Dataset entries
------------

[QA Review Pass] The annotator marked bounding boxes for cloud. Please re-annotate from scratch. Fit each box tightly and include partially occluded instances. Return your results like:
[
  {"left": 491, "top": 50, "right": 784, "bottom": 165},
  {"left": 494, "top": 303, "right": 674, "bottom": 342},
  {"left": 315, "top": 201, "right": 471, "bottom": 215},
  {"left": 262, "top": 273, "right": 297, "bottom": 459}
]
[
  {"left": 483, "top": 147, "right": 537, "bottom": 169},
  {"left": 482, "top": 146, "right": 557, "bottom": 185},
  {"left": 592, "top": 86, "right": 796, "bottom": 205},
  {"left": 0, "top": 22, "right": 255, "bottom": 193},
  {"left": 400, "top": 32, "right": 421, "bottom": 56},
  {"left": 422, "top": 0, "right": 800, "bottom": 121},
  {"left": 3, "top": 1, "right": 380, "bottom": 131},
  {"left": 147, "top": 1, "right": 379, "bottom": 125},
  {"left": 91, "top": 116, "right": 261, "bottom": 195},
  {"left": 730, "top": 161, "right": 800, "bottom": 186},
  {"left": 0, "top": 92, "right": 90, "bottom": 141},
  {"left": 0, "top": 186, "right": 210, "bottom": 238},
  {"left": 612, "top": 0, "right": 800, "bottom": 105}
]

------------

● **AIM OF THE EXERCISE**: What's needed is every entry, returned word for word.

● **OUTPUT OF THE TASK**:
[QA Review Pass] The annotator marked bounding boxes for cloud. Please re-annotate from scratch. Fit each box tightly and include partially occluded instances. Return your results like:
[
  {"left": 491, "top": 50, "right": 784, "bottom": 165},
  {"left": 494, "top": 303, "right": 674, "bottom": 342},
  {"left": 315, "top": 201, "right": 471, "bottom": 215},
  {"left": 262, "top": 273, "right": 297, "bottom": 459}
]
[
  {"left": 483, "top": 147, "right": 537, "bottom": 169},
  {"left": 482, "top": 146, "right": 557, "bottom": 185},
  {"left": 592, "top": 86, "right": 796, "bottom": 205},
  {"left": 0, "top": 22, "right": 255, "bottom": 193},
  {"left": 400, "top": 32, "right": 421, "bottom": 56},
  {"left": 422, "top": 0, "right": 800, "bottom": 121},
  {"left": 3, "top": 1, "right": 380, "bottom": 131},
  {"left": 147, "top": 1, "right": 379, "bottom": 125},
  {"left": 91, "top": 116, "right": 261, "bottom": 195},
  {"left": 730, "top": 161, "right": 800, "bottom": 186},
  {"left": 0, "top": 92, "right": 90, "bottom": 141},
  {"left": 0, "top": 186, "right": 210, "bottom": 238},
  {"left": 612, "top": 0, "right": 800, "bottom": 105}
]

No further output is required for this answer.